(Entries supplied Opens)

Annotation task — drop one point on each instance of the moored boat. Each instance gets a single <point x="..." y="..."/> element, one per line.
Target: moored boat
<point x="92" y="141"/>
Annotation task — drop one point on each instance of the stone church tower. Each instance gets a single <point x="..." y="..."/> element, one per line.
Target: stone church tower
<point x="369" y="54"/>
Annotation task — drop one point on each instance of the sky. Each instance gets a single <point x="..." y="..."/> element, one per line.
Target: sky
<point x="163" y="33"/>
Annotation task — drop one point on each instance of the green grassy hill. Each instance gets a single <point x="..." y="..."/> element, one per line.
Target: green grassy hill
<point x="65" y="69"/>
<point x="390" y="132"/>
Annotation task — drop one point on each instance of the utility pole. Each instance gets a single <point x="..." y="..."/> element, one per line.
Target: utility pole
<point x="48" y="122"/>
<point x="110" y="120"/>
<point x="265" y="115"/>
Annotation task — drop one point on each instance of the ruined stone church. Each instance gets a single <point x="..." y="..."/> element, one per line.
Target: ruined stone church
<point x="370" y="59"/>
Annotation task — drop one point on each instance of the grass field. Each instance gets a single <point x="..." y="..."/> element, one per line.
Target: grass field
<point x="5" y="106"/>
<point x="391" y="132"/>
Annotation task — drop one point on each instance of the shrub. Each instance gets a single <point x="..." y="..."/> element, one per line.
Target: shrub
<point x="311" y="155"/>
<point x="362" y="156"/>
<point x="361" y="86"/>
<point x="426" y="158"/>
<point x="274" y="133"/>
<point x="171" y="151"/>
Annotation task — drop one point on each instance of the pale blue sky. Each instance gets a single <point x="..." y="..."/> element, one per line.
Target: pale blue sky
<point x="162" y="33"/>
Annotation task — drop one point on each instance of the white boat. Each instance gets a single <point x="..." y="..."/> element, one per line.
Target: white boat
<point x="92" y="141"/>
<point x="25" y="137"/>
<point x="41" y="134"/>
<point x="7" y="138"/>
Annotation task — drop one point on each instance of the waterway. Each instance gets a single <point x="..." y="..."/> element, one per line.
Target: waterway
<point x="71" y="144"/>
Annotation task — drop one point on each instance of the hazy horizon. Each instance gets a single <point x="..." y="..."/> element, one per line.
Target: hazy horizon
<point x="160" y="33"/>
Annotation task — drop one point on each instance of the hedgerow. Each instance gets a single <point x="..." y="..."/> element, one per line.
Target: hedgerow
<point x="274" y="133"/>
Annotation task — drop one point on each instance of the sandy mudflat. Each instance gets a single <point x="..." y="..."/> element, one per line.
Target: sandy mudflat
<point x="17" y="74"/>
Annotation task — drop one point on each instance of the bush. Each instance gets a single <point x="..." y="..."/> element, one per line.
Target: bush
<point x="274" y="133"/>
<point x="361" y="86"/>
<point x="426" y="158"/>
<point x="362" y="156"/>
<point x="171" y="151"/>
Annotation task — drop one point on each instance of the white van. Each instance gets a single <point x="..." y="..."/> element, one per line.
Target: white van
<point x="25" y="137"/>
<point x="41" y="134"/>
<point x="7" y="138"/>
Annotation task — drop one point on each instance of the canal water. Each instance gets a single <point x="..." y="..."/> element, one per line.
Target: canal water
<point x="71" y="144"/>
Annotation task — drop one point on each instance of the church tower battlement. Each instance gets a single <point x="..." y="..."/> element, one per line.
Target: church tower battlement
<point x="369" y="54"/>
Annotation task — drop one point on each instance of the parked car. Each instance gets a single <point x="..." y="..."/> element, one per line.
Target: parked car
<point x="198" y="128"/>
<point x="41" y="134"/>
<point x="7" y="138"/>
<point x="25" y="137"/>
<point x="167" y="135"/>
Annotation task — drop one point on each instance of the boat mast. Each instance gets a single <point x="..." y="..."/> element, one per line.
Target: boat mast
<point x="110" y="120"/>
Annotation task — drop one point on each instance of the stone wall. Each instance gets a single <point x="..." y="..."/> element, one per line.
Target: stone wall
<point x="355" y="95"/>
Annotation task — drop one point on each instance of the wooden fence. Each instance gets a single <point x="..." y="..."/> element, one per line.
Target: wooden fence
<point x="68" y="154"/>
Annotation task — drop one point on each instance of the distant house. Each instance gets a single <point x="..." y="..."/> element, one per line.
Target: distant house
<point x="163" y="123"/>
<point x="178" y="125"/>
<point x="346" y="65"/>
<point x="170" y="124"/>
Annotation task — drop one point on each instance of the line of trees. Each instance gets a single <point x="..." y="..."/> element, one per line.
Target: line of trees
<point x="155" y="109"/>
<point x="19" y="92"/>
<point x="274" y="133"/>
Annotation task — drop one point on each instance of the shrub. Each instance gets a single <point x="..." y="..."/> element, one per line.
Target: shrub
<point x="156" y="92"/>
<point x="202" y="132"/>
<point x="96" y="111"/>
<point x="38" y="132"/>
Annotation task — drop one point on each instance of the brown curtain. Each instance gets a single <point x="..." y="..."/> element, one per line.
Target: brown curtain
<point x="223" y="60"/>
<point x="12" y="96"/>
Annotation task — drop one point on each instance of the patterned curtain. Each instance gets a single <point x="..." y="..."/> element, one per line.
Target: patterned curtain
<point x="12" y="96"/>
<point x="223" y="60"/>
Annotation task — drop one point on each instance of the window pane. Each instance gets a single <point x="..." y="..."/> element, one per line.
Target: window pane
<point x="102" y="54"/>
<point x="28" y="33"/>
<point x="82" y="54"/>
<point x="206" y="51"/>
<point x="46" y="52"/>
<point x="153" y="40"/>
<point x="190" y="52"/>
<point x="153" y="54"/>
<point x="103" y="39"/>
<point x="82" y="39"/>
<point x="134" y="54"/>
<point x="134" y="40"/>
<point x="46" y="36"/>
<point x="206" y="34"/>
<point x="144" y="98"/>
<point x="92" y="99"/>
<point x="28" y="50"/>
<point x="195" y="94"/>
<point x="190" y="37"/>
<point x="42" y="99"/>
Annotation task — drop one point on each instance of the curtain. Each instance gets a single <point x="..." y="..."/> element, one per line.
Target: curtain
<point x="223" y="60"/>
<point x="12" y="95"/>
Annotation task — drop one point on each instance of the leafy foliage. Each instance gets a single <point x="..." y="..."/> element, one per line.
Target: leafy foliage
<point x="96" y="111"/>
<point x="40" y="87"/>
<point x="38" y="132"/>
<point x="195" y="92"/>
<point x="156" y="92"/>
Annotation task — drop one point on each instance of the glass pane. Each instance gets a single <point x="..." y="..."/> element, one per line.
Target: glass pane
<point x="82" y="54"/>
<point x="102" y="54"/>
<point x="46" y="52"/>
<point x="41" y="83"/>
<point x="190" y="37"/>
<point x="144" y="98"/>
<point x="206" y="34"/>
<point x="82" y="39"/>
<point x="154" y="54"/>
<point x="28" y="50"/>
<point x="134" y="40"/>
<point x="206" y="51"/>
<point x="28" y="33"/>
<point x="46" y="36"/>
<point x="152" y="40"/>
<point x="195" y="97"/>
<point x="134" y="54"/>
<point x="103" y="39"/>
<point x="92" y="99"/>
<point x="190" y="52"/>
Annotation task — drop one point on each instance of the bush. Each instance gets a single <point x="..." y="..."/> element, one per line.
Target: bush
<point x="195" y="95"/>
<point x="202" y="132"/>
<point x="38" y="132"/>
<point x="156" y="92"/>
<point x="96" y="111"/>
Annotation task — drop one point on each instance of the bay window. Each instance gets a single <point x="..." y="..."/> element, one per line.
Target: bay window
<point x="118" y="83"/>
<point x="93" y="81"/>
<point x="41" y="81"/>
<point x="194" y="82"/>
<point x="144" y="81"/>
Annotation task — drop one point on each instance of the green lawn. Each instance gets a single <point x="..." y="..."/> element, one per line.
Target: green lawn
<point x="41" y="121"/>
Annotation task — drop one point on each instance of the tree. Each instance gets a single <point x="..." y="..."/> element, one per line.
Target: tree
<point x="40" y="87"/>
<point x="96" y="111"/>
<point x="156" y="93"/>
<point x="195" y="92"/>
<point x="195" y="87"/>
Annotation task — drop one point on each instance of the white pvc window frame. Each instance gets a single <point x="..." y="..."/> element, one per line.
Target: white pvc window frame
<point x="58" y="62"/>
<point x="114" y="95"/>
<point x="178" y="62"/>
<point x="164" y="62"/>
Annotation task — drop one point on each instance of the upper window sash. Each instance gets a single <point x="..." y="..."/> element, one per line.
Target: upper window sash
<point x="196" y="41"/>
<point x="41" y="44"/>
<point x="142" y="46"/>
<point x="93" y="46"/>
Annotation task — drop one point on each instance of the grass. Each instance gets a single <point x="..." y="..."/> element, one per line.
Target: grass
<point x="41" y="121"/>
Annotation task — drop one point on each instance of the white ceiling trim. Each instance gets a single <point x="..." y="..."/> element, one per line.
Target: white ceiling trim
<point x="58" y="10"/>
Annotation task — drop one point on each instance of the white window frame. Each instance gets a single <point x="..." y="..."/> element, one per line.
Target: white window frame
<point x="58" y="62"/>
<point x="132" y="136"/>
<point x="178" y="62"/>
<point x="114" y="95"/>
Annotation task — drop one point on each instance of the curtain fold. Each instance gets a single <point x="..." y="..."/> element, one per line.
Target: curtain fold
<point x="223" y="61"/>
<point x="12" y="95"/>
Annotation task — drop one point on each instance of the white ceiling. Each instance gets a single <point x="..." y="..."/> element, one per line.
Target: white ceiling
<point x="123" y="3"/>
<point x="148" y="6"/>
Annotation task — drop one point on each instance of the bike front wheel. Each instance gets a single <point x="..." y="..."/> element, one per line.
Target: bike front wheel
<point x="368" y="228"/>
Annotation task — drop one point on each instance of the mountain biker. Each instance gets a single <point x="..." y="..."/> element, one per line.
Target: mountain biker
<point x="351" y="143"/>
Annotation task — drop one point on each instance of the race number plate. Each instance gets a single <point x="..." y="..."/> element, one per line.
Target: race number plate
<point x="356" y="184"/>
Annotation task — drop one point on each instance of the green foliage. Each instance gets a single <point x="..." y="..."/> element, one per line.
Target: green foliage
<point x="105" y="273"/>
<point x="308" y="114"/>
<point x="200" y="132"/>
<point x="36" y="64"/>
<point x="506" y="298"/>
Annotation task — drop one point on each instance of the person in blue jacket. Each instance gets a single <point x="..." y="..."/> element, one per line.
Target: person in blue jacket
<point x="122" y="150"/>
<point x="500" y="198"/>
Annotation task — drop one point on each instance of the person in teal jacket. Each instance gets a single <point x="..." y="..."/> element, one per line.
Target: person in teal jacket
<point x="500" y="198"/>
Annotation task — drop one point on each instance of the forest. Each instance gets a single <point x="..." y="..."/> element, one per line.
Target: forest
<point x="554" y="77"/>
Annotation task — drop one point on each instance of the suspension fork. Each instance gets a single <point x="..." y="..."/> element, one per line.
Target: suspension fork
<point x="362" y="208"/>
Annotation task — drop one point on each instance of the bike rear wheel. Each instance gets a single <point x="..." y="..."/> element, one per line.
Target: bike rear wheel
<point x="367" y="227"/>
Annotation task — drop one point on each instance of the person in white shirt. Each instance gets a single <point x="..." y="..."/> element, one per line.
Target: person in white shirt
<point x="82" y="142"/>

(Entries supplied Closes)

■ Task prompt ■
Exactly as they stand, set down the lines from the top of the data through the line with "the stone church".

■ Task result ■
Annotation task — drop one point on each instance of the moored boat. Each instance gets a single <point x="..." y="..."/> element, one per line.
Target: moored boat
<point x="92" y="141"/>
Annotation task — drop one point on each instance of the stone church tower. Each instance gets a single <point x="..." y="..."/> element, one per line.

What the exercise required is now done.